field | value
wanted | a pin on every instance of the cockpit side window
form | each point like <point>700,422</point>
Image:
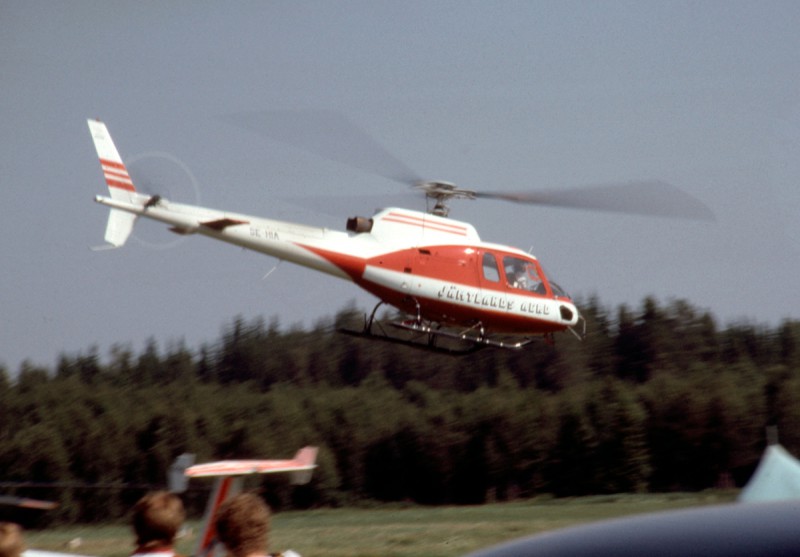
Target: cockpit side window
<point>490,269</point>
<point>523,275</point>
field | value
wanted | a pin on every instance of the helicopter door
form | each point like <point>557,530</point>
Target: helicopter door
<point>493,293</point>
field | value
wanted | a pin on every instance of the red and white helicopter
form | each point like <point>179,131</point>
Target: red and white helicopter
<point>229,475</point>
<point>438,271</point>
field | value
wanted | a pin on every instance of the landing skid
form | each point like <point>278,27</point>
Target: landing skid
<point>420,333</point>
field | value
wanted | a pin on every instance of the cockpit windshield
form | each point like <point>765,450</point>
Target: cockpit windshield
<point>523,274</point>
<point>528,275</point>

---

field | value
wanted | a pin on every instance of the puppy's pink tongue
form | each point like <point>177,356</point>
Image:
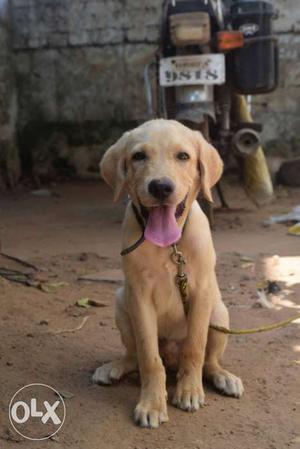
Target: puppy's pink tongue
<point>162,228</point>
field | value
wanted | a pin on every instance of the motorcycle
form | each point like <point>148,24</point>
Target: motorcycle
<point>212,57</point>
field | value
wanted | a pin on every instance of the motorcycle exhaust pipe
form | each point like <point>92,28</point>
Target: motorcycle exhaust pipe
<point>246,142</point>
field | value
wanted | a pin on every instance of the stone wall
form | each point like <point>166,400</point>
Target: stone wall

---

▶ _YOUR GOAL_
Which lines of the items contain the word "form"? Gather all of them and copy each line in full.

▶ _TASK RESULT_
form | each point like <point>700,422</point>
form | each point like <point>557,530</point>
form | each point like <point>179,131</point>
form | each point like <point>278,27</point>
form | each point like <point>765,450</point>
form | each point like <point>177,356</point>
form | each point like <point>148,24</point>
form | each point like <point>92,28</point>
form | each point like <point>166,400</point>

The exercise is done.